- **Problem to solve**
Print out the records in full, keeping each word unchanged.

- **Data listing**
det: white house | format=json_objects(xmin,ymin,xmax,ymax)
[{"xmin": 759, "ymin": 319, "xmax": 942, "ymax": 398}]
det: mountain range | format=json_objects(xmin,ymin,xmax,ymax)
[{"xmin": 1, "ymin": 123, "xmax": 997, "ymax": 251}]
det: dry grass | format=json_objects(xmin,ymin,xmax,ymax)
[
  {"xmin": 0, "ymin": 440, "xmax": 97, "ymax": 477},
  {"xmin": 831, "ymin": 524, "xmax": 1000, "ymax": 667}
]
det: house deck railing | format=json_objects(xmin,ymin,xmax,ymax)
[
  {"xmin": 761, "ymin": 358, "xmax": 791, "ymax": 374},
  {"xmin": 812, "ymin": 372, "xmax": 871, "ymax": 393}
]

- **Result of this exercise**
det: white house | format=json_objects(xmin,ymin,xmax,ymax)
[{"xmin": 759, "ymin": 319, "xmax": 942, "ymax": 398}]
det: mountain range | format=json_objects(xmin,ymin,xmax,ymax)
[{"xmin": 1, "ymin": 123, "xmax": 997, "ymax": 251}]
det: dry grass | format=json_objects(xmin,ymin,xmax,ymax)
[
  {"xmin": 0, "ymin": 440, "xmax": 97, "ymax": 477},
  {"xmin": 831, "ymin": 524, "xmax": 1000, "ymax": 667}
]
det: house deck railing | format=json_objects(xmin,ymin,xmax,ymax)
[
  {"xmin": 761, "ymin": 358, "xmax": 791, "ymax": 374},
  {"xmin": 812, "ymin": 372, "xmax": 871, "ymax": 393}
]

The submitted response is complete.